◆ Exercise details ◆
Every record must be retyped as it stands.

◆ Available records ◆
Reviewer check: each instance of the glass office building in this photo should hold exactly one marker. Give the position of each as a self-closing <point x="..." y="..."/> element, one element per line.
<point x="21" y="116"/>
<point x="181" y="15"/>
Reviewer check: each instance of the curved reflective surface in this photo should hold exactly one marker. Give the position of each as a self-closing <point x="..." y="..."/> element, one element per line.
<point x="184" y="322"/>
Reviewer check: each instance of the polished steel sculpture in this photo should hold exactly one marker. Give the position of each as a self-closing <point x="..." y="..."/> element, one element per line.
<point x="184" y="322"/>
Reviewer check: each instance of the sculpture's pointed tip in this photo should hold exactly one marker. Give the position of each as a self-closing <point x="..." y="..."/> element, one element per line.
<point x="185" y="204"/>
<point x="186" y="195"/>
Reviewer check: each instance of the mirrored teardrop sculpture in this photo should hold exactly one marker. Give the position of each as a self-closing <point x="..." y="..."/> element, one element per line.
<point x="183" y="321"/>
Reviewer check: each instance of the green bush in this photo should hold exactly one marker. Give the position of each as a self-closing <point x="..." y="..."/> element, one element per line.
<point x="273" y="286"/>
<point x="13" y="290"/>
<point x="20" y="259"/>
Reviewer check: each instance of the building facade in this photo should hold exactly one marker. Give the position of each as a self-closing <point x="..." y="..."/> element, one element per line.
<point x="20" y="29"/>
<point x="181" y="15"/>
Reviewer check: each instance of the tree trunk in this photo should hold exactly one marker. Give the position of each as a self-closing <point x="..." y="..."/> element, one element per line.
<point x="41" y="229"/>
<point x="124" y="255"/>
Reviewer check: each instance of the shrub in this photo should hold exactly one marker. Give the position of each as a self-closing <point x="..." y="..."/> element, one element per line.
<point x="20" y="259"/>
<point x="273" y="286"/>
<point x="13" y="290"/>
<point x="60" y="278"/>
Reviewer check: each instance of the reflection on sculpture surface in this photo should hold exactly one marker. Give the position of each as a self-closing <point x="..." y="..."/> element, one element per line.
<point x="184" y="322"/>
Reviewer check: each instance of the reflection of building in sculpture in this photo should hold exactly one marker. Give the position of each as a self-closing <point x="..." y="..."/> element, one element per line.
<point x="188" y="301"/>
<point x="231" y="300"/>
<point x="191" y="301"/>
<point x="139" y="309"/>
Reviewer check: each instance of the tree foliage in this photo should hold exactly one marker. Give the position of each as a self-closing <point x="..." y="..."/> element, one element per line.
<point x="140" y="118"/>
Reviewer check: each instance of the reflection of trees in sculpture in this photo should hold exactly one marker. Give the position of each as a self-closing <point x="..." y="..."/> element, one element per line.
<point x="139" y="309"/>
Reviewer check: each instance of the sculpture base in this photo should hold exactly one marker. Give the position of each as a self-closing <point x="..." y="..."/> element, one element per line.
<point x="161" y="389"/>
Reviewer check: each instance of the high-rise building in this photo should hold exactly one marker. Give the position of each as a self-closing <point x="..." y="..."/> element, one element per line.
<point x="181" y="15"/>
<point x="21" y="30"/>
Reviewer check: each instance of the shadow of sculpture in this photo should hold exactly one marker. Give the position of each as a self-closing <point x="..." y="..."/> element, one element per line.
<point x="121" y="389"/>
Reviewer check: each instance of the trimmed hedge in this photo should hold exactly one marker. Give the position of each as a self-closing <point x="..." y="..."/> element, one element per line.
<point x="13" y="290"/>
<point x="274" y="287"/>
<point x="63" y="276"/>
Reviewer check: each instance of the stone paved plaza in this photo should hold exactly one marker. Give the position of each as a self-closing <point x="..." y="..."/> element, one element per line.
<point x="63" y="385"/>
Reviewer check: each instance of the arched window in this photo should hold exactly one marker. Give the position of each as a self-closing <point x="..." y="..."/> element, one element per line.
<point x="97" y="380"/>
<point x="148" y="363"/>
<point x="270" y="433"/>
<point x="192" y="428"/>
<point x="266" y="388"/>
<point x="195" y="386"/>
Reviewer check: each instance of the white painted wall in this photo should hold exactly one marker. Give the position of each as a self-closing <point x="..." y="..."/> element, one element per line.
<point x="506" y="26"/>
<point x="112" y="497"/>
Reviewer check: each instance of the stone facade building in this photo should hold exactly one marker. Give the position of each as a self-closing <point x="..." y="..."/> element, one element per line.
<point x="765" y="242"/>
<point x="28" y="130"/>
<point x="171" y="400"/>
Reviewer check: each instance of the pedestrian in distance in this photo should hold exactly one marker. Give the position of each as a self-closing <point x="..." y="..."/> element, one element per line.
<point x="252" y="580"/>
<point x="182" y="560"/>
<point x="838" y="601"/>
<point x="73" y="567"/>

◆ Completed exercise ◆
Reviewer check: each instance of the glass office building in this photo should hold exactly one marker. Give the position of each as a self-closing <point x="..." y="..."/> element, one element per line.
<point x="21" y="116"/>
<point x="181" y="15"/>
Reviewer check: each instance of the curved reflective surface in this photo should hold exactly one marker. Give the position of each as a self-closing <point x="..." y="..."/> element, one element per line.
<point x="184" y="322"/>
Reviewer check: each instance of the polished steel sculpture in this photo should hold exactly one marker. Give the position of each as a self-closing <point x="..." y="..."/> element, one element per line.
<point x="184" y="322"/>
Reviewer check: each instance of the sculpture's pointed tip in this photo should hold exactly one marker. Give the position of each as a self-closing <point x="..." y="..."/> element, one element per line.
<point x="185" y="204"/>
<point x="186" y="195"/>
Reviewer check: each instance of the mirrored teardrop sculpture in this photo should hold exactly one marker. Give the position of each as a self-closing <point x="..." y="..."/> element, one element per line.
<point x="183" y="321"/>
Reviewer check: each instance of the green bush in this photo should hold exactly one marker. Give the position of each as a self-closing <point x="..." y="..."/> element, one element per line.
<point x="273" y="286"/>
<point x="13" y="290"/>
<point x="20" y="259"/>
Reviewer check: each instance of the building facade in this photo should hold exactly one marker. Give the position of each as a self-closing <point x="..." y="..."/> element, one element per line.
<point x="20" y="29"/>
<point x="181" y="15"/>
Reviewer check: each instance of the tree trunk in this photo should hold exactly one marker. Give the position of each as a self-closing <point x="..." y="..."/> element, one element per line.
<point x="41" y="229"/>
<point x="124" y="255"/>
Reviewer check: each instance of the shrub in this photo should hold exactly one marker. Give the position of each as a self-closing <point x="..." y="..."/> element, one element per line.
<point x="20" y="259"/>
<point x="273" y="286"/>
<point x="13" y="290"/>
<point x="60" y="278"/>
Reviewer check: each instance of the reflection on sculpture surface in this photo should hold exactly one marker. Give the position of each as a self-closing <point x="..." y="..."/> element, one element per line.
<point x="184" y="322"/>
Reviewer check: each instance of the reflection of building in sculpture in this photo should hold exactly one marker. Give the position of each as a self-closing <point x="..." y="..."/> element, one element per line.
<point x="188" y="301"/>
<point x="231" y="300"/>
<point x="191" y="301"/>
<point x="139" y="309"/>
Reviewer check: each instance of the tree foliage in this photo should hold exactly one marker. Give the position of each as a self-closing <point x="..." y="..."/> element, one element per line.
<point x="140" y="118"/>
Reviewer check: each instance of the reflection of trees in sculpture in this photo should hold exactly one marker. Give the position of each as a self-closing <point x="..." y="..."/> element, one element per line.
<point x="139" y="309"/>
Reviewer check: each instance of the sculpture base in this photo should hold exactly one marker. Give the position of each as a self-closing <point x="..." y="..."/> element, one element per line.
<point x="161" y="389"/>
Reviewer check: each instance of the high-rise building in this photo should hold exactly one marker. Give the position of each as a self-closing <point x="..." y="..."/> element, one element per line.
<point x="181" y="15"/>
<point x="21" y="30"/>
Reviewer check: each instance of the shadow of sculpture in this photo should hold exactly one marker. Give the position of each as a self-closing <point x="..." y="..."/> element, one element per line.
<point x="121" y="389"/>
Reviewer check: each instance of the trimmed hedge in this photo should hold exactly one marker. Give the position of each as a self-closing <point x="..." y="..."/> element, one element per line.
<point x="13" y="290"/>
<point x="274" y="287"/>
<point x="63" y="276"/>
Reviewer check: each instance of the stone paved plaza in this photo should hold exactly one marker. Give the position of each as a self-closing <point x="..." y="..."/> element, one element per line.
<point x="63" y="385"/>
Reviewer check: each instance of the arched window in this photo should hold exactly one marker. Give the position of each as a self-closing <point x="..." y="..."/> element, one element per line.
<point x="97" y="380"/>
<point x="148" y="363"/>
<point x="270" y="433"/>
<point x="192" y="428"/>
<point x="266" y="388"/>
<point x="195" y="386"/>
Reviewer check: each instance of the white painted wall in this photo should hold exactly one marker. Give the position of each as a self-closing <point x="..." y="..."/> element, one element per line.
<point x="506" y="26"/>
<point x="112" y="497"/>
Reviewer check: each instance of the stone facade building in this photo should hold exactly one marker. Give the position of each as a self-closing <point x="..." y="..."/> element, one element per line.
<point x="765" y="242"/>
<point x="28" y="130"/>
<point x="171" y="400"/>
Reviewer check: each instance of the pedestrian in distance in this photo should hold exactly one marker. Give the position of each as a self-closing <point x="..." y="..."/> element, one element per line.
<point x="252" y="580"/>
<point x="182" y="560"/>
<point x="838" y="601"/>
<point x="73" y="567"/>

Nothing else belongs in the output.